Les cadres de l’APR, eux, préfèrent s’en référer au procureur de la République pour faire la lumière sur l’affaire Pétrotim. Ainsi, au cours d’un panel organisé le samedi 22 juin, la Convergence des cadres républicains (CCR), sous la direction du ministre Abdoulaye Diouf Sarr, n’a pas manifesté le soutien tant attendu à leur leader. Quant aux alliés de Macky Sall, ils sont restés sans voix depuis que la bombe BBC a éclaté au début du dialogue national. Si ce n’est un communiqué de soutien de principe envoyé aux différentes rédactions, ils semblent indifférents à ce qui arrive au président et à son frère. Plus sidérante encore est l’atonie et l’aphonie des apéristes pur sucre. Chacun d’eux semble jouer la prudence dans cette affaire nébuleuse où l’on ne veut pas défendre un dossier dont on ignore le ficelage, les tenants et les aboutissants. Et, surtout, dont on n’a pas vu les milliards de dollars qu’il met en jeu !
Ainsi, le président Macky Sall est en déréliction. Les ressorts sur lesquels il devait s’appuyer pour résister au camp d’en face se sont pliés pour ne pas dire cassés. Il est à découvert et chaque tir de missile peut s’avérer mortel politiquement et même judiciairement pour lui. Vulnérable et esseulé dans cette guerre politico-communicationnelle, il se trouve acculé avec son frère presque dans leurs derniers retranchements par les opposants requinqués, la société civile et les citoyens sans couleur politique. Aujourd’hui, la ligne de défense de Macky Sall face aux bretteurs de Aar li nu bokk s’avère très faible parce que ne parvenant pas à opposer une stratégie efficace de containment à l’offensive du camp antagoniste.

[Données enregistrées]
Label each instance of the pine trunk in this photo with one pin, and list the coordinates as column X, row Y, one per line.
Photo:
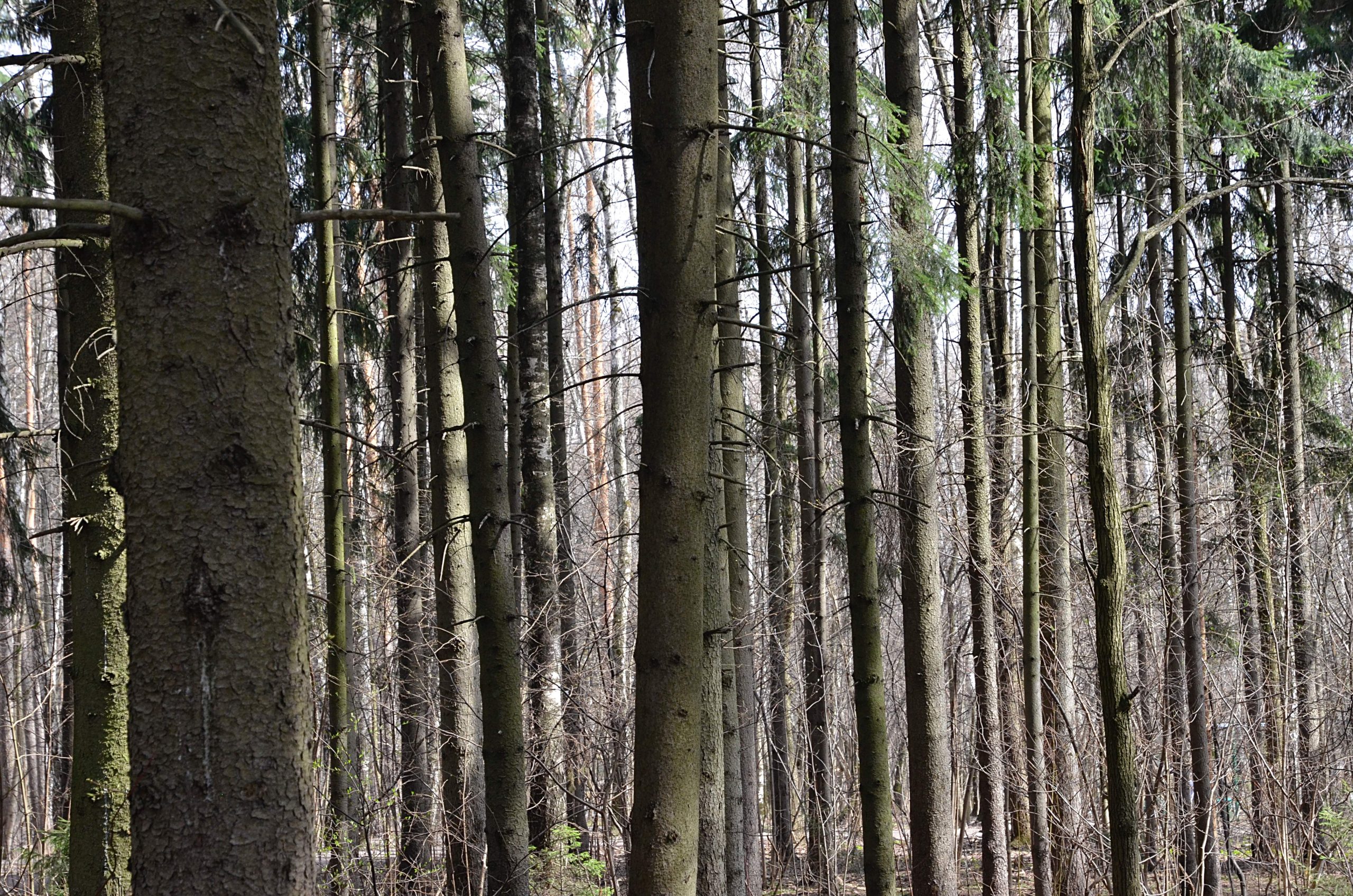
column 675, row 176
column 496, row 599
column 220, row 716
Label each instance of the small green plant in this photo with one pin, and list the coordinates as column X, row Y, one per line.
column 49, row 861
column 563, row 868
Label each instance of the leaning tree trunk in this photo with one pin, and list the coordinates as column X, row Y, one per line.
column 1185, row 451
column 675, row 176
column 1110, row 545
column 527, row 224
column 857, row 451
column 477, row 339
column 88, row 365
column 220, row 714
column 402, row 369
column 977, row 477
column 914, row 336
column 452, row 566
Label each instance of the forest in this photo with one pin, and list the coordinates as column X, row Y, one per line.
column 675, row 447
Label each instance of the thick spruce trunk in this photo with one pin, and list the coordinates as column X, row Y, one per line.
column 1110, row 545
column 220, row 704
column 673, row 51
column 977, row 477
column 914, row 335
column 452, row 566
column 497, row 607
column 857, row 450
column 88, row 370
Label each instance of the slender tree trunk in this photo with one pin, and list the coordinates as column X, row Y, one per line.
column 414, row 774
column 1294, row 473
column 780, row 612
column 730, row 458
column 977, row 482
column 803, row 340
column 496, row 600
column 857, row 451
column 1110, row 546
column 1191, row 584
column 527, row 222
column 324, row 194
column 453, row 576
column 570, row 647
column 675, row 175
column 742, row 718
column 1060, row 693
column 88, row 365
column 914, row 338
column 1032, row 649
column 220, row 715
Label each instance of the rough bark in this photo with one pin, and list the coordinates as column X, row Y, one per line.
column 1110, row 546
column 675, row 174
column 810, row 511
column 1207, row 876
column 402, row 371
column 1294, row 482
column 497, row 607
column 452, row 566
column 857, row 451
column 918, row 488
column 324, row 187
column 780, row 612
column 977, row 478
column 1032, row 647
column 733, row 535
column 220, row 703
column 97, row 564
column 527, row 228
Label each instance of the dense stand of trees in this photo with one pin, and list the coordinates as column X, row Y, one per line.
column 675, row 447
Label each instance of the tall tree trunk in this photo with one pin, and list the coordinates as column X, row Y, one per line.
column 97, row 584
column 1060, row 692
column 780, row 613
column 527, row 222
column 452, row 567
column 220, row 715
column 1110, row 546
column 1191, row 584
column 324, row 194
column 977, row 477
column 1294, row 474
column 402, row 369
column 1032, row 647
column 857, row 451
column 675, row 175
column 803, row 341
column 570, row 647
column 730, row 458
column 496, row 600
column 918, row 487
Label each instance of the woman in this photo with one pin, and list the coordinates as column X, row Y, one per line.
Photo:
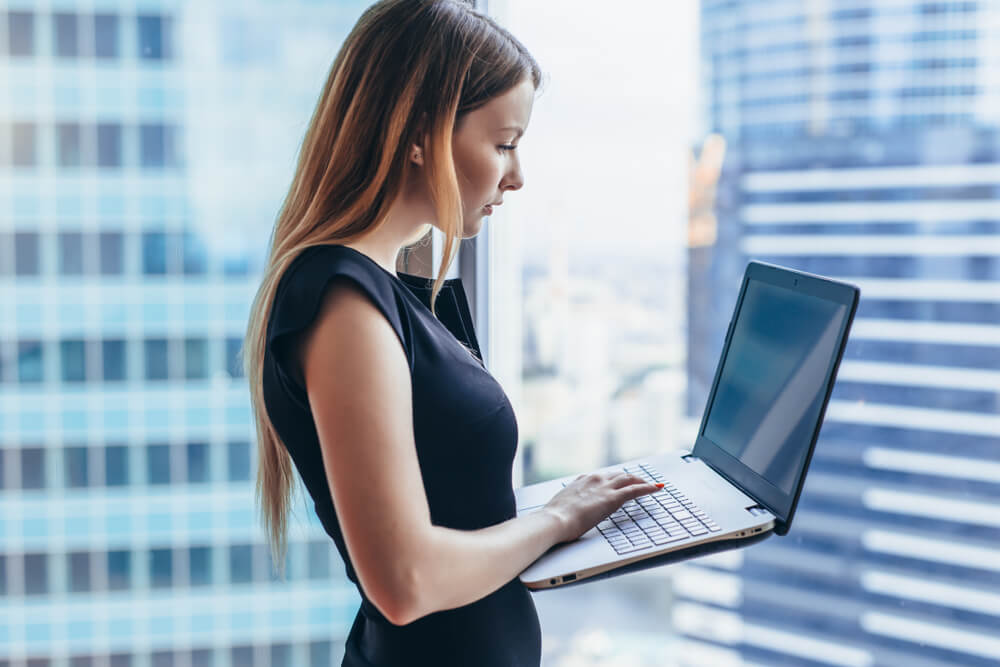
column 403, row 440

OBJECTIF DU TRAVAIL | Rédigez la suite du texte sur l'affaire Pétrotim, en reprenant juste après sa dernière phrase.

RÉPONSE |
Les troupes présidentielles sont en capilotade et personne n’est désigné pour organiser la garde prétorienne qui pourrait contrer les missiles des ferrailleurs de Aar li nu bokk. Et c’est à ce ce moment que l’on sent la nécessité d’un Premier ministre, premier défenseur du président en ce moment de guerre de communication et de mobilisation. Si les artificiers d’Aaar Li nu Bokk maintiennent la pression tous les vendredis à l’instar des Algériens qui ont fini par faire partir Bouteflika ou des gilets jaunes qui ont fait descendre Jupiter Macron de son trône, le président Macky Sall, pour la stabilité de son second mandat, finira par précipiter son frère, en guise de sacrifice, dans les profondeurs des puits de pétrole et de gaz. Ce pour ne pas y être précipité lui-même.